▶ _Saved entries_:

=== Section Start ===

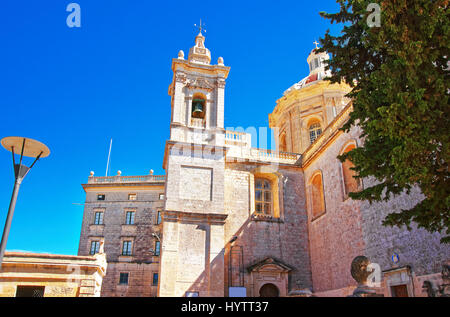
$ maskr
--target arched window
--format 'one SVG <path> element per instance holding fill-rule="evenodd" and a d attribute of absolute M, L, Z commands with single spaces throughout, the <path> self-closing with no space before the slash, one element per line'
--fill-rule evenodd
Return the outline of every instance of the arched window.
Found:
<path fill-rule="evenodd" d="M 286 146 L 286 134 L 283 133 L 283 135 L 281 135 L 280 137 L 280 151 L 281 152 L 286 152 L 287 151 L 287 146 Z"/>
<path fill-rule="evenodd" d="M 272 214 L 272 186 L 264 178 L 255 179 L 255 212 L 258 214 Z"/>
<path fill-rule="evenodd" d="M 348 145 L 343 153 L 350 152 L 356 148 L 355 144 Z M 344 196 L 348 197 L 348 194 L 351 192 L 357 192 L 359 190 L 359 179 L 354 178 L 355 171 L 353 171 L 351 168 L 354 167 L 353 163 L 350 162 L 350 160 L 345 160 L 345 162 L 342 163 L 342 177 L 344 180 Z"/>
<path fill-rule="evenodd" d="M 316 218 L 325 212 L 322 175 L 320 173 L 317 173 L 311 179 L 310 184 L 311 184 L 312 216 L 313 218 Z"/>
<path fill-rule="evenodd" d="M 311 144 L 322 134 L 322 127 L 319 122 L 312 123 L 309 126 L 309 140 Z"/>
<path fill-rule="evenodd" d="M 194 94 L 192 98 L 192 118 L 204 119 L 206 113 L 206 98 L 200 93 Z"/>
<path fill-rule="evenodd" d="M 322 61 L 323 58 L 318 57 L 318 58 L 314 58 L 310 63 L 309 63 L 309 70 L 313 71 L 314 69 L 317 69 L 319 67 L 322 67 Z"/>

=== Section End ===

▶ _EXERCISE_: Search the entries for the word "instance". Copy each line where it appears.

▶ _RESPONSE TO THE TASK_:
--format 'one SVG <path> element per instance holding fill-rule="evenodd" and a d attribute of absolute M, L, Z commands with single spaces throughout, the <path> self-closing with no space before the slash, one element per line'
Return the outline of every instance of the arched window.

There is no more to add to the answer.